▶ [WHAT THE EXERCISE ASKS]
Give the lines from the start through the line containing "342 145 L 365" as a JSON list of strings, one string per line, leaving out blank lines.

▶ [MATERIAL FOR THIS TASK]

════════

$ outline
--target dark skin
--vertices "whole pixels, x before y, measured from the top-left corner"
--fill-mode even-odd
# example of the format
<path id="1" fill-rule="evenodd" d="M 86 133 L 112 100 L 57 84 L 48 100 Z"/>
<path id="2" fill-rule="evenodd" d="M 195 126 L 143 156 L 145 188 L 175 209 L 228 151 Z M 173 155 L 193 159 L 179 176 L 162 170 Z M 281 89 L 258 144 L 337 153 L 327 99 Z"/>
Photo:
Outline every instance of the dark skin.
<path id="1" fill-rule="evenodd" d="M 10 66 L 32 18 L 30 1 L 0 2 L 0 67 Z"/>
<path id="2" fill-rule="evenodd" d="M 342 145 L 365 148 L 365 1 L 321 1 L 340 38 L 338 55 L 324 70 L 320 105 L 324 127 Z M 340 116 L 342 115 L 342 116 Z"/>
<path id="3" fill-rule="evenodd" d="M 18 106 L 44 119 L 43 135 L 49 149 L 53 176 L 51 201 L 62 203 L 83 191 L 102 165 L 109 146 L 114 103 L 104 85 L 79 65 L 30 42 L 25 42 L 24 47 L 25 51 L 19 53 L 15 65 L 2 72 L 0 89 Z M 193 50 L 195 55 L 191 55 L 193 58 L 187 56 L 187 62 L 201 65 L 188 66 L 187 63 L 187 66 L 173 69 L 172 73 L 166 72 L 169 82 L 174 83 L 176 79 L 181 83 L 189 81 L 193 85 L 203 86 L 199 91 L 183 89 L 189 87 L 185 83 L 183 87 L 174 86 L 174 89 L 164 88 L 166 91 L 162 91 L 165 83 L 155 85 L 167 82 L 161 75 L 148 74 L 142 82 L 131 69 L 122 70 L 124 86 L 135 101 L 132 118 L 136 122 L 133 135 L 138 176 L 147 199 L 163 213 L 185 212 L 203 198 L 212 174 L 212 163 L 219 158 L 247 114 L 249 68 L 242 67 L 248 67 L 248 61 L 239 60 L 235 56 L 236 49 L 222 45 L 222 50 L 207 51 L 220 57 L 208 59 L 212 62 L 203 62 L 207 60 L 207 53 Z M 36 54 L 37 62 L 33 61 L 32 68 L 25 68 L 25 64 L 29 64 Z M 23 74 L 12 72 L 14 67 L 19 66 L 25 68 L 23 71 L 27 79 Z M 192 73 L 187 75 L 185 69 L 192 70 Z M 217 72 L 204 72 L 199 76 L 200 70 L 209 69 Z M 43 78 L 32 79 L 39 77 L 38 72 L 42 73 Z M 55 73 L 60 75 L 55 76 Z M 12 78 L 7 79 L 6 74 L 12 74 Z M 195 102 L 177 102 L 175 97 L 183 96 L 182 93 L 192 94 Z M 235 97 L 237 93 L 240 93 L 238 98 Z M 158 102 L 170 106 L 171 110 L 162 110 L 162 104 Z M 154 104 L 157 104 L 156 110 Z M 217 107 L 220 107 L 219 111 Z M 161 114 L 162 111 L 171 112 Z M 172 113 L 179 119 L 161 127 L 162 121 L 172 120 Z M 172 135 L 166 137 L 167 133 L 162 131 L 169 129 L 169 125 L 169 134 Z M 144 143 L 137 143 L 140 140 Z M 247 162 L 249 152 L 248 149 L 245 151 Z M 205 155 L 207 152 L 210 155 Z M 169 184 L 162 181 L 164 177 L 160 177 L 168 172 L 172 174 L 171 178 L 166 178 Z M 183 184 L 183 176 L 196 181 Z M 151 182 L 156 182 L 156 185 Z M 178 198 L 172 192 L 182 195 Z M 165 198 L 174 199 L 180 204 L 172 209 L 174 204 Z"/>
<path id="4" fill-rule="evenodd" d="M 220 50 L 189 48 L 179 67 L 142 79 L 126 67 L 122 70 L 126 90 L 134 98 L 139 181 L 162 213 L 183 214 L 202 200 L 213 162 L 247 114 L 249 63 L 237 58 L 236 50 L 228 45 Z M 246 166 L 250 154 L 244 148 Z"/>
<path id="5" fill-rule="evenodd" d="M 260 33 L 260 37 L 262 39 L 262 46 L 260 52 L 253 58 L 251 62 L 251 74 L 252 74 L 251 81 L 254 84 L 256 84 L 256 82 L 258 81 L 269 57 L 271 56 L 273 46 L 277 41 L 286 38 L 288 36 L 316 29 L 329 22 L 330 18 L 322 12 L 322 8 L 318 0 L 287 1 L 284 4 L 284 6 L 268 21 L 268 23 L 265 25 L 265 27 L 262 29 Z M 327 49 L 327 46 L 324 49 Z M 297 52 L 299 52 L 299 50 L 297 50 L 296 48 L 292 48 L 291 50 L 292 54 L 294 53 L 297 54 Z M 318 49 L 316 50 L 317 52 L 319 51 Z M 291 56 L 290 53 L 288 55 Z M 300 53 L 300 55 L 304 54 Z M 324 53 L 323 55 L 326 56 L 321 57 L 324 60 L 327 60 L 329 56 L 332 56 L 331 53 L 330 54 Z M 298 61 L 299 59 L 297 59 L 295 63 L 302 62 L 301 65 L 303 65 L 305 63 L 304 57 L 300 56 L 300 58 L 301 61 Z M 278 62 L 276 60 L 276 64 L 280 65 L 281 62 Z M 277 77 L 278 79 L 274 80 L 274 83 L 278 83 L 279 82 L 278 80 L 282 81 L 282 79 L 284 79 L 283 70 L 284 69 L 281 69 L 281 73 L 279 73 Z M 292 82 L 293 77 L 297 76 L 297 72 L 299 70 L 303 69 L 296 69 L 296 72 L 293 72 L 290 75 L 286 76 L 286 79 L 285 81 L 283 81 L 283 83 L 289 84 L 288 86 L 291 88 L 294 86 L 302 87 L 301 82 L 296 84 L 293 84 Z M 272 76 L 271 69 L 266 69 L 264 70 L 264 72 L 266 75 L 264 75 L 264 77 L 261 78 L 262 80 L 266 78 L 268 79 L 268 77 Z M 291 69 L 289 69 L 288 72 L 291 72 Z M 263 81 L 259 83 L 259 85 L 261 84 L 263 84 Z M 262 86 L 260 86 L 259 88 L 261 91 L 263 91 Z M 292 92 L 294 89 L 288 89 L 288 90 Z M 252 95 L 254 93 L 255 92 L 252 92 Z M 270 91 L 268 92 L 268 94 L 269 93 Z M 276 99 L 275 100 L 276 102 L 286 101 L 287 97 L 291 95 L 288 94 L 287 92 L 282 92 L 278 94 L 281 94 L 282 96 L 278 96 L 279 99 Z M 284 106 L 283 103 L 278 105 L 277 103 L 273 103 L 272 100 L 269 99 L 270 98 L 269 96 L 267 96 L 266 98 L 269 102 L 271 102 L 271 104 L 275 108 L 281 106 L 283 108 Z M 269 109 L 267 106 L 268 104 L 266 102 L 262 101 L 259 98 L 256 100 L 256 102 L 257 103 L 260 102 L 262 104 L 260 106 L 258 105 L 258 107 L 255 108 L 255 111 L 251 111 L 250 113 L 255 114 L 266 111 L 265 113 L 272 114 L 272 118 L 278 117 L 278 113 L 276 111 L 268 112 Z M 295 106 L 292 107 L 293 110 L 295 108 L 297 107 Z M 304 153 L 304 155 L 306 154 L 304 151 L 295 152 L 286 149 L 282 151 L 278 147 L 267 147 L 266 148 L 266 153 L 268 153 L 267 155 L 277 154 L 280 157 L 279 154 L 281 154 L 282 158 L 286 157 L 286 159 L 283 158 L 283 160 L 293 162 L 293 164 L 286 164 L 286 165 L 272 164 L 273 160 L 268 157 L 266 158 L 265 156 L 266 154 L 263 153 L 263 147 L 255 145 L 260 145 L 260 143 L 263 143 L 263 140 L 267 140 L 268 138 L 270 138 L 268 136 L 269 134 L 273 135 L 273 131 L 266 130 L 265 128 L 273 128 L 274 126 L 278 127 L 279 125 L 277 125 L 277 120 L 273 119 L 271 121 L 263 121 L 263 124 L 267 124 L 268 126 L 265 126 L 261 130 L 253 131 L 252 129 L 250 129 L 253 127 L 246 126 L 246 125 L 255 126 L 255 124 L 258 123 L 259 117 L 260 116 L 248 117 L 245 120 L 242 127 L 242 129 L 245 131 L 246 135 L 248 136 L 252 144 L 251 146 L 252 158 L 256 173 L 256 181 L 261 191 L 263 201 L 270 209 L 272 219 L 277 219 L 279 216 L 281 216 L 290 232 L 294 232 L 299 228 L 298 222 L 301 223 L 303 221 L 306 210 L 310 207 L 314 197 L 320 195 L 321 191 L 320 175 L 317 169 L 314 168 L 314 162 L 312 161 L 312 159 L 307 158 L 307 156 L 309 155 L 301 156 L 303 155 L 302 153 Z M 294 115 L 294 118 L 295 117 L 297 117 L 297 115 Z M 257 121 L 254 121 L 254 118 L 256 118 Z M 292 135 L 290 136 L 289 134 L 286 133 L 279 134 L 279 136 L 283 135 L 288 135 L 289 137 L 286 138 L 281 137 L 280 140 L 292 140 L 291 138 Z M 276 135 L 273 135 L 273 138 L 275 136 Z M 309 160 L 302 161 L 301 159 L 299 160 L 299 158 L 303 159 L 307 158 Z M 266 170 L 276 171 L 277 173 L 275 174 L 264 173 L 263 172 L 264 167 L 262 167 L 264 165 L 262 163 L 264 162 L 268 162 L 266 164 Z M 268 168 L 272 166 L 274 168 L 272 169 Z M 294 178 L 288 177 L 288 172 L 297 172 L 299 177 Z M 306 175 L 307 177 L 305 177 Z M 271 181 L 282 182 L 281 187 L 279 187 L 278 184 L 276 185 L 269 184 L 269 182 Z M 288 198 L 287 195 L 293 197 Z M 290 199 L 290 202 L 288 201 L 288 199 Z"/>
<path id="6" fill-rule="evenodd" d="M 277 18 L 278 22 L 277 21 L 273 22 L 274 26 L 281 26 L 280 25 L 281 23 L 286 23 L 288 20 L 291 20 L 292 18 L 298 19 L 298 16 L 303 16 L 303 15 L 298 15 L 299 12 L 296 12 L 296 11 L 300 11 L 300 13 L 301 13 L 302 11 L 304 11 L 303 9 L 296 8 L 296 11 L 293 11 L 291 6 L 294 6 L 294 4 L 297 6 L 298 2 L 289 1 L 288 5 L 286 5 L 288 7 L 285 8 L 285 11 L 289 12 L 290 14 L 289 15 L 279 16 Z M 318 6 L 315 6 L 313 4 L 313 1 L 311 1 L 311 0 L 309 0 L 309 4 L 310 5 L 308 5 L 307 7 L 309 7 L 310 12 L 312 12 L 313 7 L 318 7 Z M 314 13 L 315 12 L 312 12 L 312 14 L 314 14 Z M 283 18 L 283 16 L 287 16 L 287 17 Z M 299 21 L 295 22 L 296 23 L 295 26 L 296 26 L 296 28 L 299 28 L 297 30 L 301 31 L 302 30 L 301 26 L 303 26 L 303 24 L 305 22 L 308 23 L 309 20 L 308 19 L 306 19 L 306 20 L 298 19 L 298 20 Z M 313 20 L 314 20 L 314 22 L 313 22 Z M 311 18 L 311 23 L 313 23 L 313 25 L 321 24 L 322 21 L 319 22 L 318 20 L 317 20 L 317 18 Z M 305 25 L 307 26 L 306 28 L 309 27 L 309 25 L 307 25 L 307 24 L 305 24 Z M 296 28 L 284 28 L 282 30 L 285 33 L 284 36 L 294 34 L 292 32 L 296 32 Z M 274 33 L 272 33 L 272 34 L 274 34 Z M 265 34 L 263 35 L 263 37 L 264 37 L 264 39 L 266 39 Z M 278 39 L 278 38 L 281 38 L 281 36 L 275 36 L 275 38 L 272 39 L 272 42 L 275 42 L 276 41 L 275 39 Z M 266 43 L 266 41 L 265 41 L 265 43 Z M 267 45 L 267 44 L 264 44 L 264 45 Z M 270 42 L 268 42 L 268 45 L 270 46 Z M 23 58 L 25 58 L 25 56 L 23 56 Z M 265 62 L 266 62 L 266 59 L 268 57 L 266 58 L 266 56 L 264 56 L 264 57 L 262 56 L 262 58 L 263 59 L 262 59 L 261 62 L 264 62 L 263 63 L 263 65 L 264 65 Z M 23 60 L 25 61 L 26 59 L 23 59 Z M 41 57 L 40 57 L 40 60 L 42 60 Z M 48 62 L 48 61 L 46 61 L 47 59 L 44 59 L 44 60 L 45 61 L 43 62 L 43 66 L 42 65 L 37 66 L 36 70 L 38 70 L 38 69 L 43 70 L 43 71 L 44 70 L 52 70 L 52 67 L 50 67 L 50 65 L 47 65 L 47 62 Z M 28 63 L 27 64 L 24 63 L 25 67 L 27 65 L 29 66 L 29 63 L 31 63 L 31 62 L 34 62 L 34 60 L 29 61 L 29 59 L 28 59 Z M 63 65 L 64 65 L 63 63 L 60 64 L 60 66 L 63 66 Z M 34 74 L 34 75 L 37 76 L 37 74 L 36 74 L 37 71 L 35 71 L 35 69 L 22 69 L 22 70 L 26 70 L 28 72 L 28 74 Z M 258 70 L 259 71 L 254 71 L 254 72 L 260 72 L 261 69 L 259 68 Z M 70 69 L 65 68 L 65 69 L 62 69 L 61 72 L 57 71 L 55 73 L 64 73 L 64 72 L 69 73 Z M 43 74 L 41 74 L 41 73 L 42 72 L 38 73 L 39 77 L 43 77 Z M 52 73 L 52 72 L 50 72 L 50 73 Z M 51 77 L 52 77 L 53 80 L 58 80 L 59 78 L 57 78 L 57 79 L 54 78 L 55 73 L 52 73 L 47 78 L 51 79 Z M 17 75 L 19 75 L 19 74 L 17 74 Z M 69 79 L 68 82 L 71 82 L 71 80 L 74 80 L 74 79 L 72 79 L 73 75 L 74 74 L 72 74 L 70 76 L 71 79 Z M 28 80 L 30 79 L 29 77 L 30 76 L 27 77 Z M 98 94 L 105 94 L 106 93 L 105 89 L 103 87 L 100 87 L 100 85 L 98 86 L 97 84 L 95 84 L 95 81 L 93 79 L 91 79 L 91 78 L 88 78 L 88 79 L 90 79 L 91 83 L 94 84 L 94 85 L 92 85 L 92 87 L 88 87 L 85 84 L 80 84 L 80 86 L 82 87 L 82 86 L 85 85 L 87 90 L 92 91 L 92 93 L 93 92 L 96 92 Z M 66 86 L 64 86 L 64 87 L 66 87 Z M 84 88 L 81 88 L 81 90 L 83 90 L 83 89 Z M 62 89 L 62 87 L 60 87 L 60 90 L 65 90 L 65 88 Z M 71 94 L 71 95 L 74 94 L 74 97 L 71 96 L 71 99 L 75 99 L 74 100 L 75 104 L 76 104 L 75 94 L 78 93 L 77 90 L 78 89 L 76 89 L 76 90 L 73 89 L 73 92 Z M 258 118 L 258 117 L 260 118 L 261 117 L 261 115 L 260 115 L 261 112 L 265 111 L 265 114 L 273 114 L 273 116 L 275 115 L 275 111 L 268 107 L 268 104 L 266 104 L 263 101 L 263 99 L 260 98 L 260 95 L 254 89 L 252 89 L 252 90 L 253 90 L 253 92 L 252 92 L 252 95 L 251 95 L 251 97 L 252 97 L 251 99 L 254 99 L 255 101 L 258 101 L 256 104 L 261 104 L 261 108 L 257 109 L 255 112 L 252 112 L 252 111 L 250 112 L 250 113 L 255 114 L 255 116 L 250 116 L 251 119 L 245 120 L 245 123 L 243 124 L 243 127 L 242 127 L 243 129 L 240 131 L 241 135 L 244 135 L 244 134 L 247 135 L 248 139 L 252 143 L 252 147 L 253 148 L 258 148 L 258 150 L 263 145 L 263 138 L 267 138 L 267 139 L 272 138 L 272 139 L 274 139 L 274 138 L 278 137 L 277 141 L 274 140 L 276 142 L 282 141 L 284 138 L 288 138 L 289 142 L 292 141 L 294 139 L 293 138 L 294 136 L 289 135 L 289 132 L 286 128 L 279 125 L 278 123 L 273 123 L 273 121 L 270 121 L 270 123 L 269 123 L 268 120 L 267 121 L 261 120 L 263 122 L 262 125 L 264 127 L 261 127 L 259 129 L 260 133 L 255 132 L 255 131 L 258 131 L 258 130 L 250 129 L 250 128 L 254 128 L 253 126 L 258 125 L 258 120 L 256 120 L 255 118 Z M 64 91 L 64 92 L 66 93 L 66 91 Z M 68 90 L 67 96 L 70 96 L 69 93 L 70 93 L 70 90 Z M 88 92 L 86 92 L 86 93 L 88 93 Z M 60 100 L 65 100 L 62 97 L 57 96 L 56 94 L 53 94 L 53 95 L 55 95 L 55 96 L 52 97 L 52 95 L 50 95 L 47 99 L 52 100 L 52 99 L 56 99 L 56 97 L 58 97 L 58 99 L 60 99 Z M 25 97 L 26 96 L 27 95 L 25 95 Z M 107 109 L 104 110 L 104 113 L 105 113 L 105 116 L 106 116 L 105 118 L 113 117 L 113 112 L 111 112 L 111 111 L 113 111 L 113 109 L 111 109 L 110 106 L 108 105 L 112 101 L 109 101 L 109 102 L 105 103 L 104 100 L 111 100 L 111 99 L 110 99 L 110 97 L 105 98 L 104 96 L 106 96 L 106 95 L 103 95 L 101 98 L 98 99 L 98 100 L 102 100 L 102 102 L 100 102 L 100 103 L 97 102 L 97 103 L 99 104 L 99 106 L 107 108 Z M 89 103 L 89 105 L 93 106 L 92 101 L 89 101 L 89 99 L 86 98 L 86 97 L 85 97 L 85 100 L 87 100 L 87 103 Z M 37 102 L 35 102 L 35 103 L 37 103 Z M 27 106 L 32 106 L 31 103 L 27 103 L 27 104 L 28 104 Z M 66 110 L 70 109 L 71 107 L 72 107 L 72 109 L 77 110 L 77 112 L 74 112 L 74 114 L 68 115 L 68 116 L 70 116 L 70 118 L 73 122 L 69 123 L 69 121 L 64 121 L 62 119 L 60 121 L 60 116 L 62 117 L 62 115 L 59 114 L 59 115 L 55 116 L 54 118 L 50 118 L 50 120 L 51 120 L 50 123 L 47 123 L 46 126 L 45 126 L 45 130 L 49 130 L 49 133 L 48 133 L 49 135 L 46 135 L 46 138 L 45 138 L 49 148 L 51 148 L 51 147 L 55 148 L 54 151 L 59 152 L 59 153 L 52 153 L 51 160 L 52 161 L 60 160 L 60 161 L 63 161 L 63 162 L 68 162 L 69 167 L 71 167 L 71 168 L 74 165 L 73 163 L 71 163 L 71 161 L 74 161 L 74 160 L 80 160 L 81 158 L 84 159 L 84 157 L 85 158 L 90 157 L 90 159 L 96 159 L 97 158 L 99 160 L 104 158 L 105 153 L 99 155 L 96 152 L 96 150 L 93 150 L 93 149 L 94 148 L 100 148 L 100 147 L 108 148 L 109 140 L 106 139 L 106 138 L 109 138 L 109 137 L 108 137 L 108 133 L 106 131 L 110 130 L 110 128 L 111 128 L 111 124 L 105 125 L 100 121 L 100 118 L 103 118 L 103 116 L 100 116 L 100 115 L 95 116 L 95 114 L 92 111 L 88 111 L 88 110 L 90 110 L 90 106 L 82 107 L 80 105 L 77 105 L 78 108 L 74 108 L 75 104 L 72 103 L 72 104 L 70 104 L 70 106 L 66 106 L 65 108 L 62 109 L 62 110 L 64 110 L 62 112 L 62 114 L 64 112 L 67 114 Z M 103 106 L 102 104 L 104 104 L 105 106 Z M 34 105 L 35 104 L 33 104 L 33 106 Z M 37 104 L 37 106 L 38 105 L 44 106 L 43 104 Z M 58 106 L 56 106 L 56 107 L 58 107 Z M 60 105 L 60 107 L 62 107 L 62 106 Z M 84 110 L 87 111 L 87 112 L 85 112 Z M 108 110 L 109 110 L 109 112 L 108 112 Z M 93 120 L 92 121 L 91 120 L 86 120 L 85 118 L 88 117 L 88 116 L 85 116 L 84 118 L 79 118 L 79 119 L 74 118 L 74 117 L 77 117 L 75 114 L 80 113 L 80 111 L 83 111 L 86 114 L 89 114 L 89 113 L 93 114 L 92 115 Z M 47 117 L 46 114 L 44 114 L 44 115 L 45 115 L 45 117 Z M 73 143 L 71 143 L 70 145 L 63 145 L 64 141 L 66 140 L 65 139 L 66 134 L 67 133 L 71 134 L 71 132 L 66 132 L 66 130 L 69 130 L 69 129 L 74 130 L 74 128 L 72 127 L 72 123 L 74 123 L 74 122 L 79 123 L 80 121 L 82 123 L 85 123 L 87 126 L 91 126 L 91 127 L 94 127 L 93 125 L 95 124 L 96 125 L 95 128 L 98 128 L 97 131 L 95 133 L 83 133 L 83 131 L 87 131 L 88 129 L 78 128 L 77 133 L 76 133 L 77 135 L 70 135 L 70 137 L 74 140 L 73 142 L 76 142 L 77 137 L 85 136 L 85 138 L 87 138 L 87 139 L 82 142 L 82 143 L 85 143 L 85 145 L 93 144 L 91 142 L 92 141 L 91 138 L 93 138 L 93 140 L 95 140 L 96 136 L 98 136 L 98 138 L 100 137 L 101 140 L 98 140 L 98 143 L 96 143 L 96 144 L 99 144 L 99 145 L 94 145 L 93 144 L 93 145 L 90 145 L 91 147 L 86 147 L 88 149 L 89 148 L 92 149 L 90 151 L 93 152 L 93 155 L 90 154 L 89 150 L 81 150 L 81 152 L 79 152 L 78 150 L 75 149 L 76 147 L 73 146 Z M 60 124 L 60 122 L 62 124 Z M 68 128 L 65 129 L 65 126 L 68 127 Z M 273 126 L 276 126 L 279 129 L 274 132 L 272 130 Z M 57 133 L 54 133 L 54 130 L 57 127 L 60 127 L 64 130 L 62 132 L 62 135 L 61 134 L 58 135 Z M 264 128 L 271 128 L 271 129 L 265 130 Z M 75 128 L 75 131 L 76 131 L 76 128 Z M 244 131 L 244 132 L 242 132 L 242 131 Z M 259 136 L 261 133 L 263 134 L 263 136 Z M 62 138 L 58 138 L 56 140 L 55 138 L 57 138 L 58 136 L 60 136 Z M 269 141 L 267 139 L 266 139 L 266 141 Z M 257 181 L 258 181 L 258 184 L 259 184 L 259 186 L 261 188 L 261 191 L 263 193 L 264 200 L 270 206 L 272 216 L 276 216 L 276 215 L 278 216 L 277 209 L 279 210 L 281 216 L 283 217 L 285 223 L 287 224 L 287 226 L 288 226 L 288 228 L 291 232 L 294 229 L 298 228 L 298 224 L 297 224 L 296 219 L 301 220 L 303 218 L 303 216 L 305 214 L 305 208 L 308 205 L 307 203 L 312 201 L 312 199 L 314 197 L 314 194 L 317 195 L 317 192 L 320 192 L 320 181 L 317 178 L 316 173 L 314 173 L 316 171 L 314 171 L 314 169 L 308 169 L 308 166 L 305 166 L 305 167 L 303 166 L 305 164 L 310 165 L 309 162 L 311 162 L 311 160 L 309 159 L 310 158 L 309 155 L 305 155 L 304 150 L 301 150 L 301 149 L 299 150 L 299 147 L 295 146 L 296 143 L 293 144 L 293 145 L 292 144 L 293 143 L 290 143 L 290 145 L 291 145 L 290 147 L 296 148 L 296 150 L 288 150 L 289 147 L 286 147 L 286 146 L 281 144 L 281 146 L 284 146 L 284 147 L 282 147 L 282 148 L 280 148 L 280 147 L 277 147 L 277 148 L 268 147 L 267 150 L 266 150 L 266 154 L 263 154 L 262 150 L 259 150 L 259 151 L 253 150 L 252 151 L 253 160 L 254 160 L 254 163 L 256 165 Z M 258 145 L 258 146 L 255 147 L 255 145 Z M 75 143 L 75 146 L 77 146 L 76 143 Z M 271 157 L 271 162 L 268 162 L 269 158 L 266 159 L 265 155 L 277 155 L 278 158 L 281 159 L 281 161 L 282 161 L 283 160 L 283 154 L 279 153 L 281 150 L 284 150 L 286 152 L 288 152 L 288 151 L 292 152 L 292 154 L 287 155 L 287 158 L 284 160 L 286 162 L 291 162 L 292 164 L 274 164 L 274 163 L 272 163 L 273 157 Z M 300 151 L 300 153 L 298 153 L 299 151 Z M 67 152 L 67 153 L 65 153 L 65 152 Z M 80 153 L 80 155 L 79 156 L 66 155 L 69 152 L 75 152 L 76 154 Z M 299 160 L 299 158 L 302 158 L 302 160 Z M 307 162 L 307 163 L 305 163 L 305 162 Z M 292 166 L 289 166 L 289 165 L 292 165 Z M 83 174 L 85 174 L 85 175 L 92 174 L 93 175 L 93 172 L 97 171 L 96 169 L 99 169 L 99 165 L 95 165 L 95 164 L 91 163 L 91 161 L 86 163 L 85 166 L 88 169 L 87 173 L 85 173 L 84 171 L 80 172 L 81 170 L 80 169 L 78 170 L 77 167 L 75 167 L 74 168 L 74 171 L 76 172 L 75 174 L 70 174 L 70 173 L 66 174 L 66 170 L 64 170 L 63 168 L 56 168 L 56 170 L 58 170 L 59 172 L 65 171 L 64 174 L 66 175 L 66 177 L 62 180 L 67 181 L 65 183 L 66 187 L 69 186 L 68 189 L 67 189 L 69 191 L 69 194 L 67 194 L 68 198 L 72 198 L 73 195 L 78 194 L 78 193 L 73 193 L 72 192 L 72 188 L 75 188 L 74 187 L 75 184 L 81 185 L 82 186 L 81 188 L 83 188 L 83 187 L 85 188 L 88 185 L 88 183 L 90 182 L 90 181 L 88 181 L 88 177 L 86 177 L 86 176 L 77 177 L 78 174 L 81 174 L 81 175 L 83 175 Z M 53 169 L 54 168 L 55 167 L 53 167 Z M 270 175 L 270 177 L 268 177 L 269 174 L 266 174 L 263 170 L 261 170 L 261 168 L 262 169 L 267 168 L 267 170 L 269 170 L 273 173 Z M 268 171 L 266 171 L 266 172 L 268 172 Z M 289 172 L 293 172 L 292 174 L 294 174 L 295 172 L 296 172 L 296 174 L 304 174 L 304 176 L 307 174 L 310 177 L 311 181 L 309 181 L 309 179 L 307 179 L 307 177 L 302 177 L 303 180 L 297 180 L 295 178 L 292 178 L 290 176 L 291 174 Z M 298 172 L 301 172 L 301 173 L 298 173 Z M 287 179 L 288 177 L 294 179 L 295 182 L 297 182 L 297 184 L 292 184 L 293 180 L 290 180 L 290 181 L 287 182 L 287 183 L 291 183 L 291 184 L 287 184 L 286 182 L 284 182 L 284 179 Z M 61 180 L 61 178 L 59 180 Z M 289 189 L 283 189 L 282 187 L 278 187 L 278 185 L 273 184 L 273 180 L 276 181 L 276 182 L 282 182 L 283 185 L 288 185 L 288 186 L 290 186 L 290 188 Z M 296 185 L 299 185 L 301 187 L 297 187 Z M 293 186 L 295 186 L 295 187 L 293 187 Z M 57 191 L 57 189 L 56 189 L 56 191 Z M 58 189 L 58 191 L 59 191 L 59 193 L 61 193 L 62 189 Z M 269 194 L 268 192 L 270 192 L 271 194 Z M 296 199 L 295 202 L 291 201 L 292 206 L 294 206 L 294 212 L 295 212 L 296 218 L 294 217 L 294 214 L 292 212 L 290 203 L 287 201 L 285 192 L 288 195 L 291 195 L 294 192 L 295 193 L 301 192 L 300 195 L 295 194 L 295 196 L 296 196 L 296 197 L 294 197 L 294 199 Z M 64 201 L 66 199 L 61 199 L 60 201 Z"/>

════════

▶ [WRITTEN SOLUTION]
[
  "$ outline",
  "--target dark skin",
  "--vertices \"whole pixels, x before y, measured from the top-left corner\"",
  "--fill-mode even-odd",
  "# example of the format",
  "<path id=\"1\" fill-rule=\"evenodd\" d=\"M 86 133 L 112 100 L 57 84 L 48 100 Z\"/>",
  "<path id=\"2\" fill-rule=\"evenodd\" d=\"M 195 126 L 143 156 L 145 188 L 175 209 L 228 151 Z M 173 155 L 193 159 L 179 176 L 162 170 Z M 281 89 L 258 144 L 337 153 L 327 99 Z\"/>",
  "Photo:",
  "Outline every instance of the dark skin.",
  "<path id=\"1\" fill-rule=\"evenodd\" d=\"M 10 66 L 32 18 L 30 1 L 0 2 L 0 67 Z\"/>",
  "<path id=\"2\" fill-rule=\"evenodd\" d=\"M 342 145 L 365 148 L 365 1 L 321 1 L 340 38 L 338 55 L 324 70 L 320 105 L 324 127 Z M 340 116 L 342 115 L 342 116 Z\"/>"
]